**Extracted information:**
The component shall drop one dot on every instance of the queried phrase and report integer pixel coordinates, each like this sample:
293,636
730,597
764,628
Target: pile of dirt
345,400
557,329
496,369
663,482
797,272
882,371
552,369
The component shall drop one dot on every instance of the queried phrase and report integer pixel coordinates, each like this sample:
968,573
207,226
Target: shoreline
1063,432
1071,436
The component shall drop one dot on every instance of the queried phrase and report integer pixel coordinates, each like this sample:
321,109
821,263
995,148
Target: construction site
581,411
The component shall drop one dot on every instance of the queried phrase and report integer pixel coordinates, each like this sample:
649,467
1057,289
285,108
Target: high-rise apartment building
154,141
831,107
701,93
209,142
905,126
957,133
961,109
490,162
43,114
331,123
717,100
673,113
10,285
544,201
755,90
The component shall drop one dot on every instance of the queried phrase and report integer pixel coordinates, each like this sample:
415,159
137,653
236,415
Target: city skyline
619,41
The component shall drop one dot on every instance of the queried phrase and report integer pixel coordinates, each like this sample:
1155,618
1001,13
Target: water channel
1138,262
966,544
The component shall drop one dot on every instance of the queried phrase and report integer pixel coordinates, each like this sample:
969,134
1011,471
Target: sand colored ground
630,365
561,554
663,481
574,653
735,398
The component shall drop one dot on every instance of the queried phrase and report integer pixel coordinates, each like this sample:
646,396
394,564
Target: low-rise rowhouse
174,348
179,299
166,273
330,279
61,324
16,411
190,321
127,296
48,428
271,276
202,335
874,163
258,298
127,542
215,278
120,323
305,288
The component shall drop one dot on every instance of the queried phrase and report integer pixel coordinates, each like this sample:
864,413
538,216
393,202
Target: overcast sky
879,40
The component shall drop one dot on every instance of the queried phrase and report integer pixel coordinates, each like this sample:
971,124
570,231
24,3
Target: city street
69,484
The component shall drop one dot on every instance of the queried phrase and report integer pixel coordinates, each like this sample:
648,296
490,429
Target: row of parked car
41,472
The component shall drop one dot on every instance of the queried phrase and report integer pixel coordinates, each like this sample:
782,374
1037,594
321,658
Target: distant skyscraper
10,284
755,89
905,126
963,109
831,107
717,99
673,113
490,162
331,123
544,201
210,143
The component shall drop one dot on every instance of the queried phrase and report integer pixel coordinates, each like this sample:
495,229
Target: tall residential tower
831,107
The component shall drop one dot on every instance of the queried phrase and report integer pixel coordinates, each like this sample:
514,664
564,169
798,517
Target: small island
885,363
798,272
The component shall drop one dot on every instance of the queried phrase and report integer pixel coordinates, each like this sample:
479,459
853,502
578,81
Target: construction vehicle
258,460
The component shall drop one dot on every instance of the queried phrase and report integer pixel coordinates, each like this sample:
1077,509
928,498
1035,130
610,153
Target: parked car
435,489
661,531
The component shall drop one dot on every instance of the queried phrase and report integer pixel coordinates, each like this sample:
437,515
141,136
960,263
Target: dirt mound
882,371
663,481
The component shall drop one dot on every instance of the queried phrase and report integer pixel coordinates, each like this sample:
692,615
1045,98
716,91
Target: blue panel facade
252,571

**Work order:** The complete set of entries above must be reproduced verbatim.

**Task response:**
The component shall drop one dot on every instance of the queried phrase and report integer pixel coordinates, each like this sample:
293,636
730,597
764,628
Target: pile of dirt
345,400
557,329
496,369
663,482
797,272
882,371
552,369
The component shall drop one dot on every instance of the queried phrase and report integer pixel coordinates, each like this sample:
968,573
207,226
Target: shoreline
1063,432
1071,436
The component shall drop one dot on every instance of the queried phrase and report integer pixel coordinates, each like this sample:
321,109
821,263
995,148
Target: construction site
581,411
The component shall drop one dot on every instance of the queried phrase and report integer pixel coordinates, each like this sample:
649,467
1057,289
285,108
Target: high-rise apartment building
154,141
831,107
701,93
209,142
905,126
957,133
961,109
490,162
43,114
331,123
717,100
673,113
10,285
544,201
755,90
The component shall drop one dot on every instance of the queried phrase and report integer pixel coordinates, each like this sample:
415,159
137,653
236,415
Target: city skyline
619,41
The component shall drop one dot on every instance of the queried phrase and report integer pixel coordinates, each like this sample:
1155,618
1001,13
Target: water channel
1138,262
966,544
The component shall drop one dot on every instance of the queried phrase and report integer pixel coordinates, each like this sample:
969,134
1011,471
Target: sand colored ground
630,365
561,554
663,481
574,653
735,398
The component shall drop one dot on every instance of the queried phrase and report integer pixel coordinates, each like this sample:
646,396
394,564
Target: low-rise rowhouse
174,348
179,299
166,273
330,279
61,324
16,411
190,321
127,296
48,428
271,276
202,335
874,163
258,298
127,542
215,278
120,323
305,288
The component shall drop one dot on every instance of the queried phrase and report integer pixel coordinates, each like this sample:
864,413
538,216
393,202
Target: overcast sky
879,40
The component shall drop one dot on every instance of the queried phrase and report integer pixel coordinates, each like this sample:
971,124
570,231
24,3
Target: city street
69,484
The component shall drop one dot on every instance of the queried phrase and report integer pixel coordinates, each like this sample:
648,296
490,429
Target: row of parked car
41,472
The component shall drop one dot on every instance of the queried phrase and report integer pixel coordinates, each like this sample:
782,374
1037,594
321,658
Target: distant skyscraper
10,284
755,89
905,126
963,109
831,107
717,99
673,113
490,162
331,123
544,201
210,143
The component shall drop one dot on every instance of the queried phrase and report integer pixel coordinates, each like this sample:
495,229
Target: tall residential tower
831,107
The component shall drop one dot on every instance of the queried phrase and report integer pixel coordinates, each like this sample:
514,664
564,169
798,517
Target: small island
885,363
798,272
The component shall drop one dot on every instance of the queried phrase and report integer pixel coordinates, each like this sample:
479,459
853,502
578,81
Target: construction vehicle
258,460
The component shall drop one dot on every instance of the queried phrase and report integer pixel coordinates, each like this sample:
1077,509
928,498
1035,130
610,153
Target: parked car
435,489
661,531
The component shall drop one dot on every instance of the queried phrase and report integer pixel coordinates, each like this sample:
437,515
141,136
960,263
Target: dirt mound
882,371
663,481
The component shall drop one dot on every instance of the queried phrase and report integer pixel coordinates, each like this sample:
692,615
1045,98
716,91
Target: blue panel facade
252,571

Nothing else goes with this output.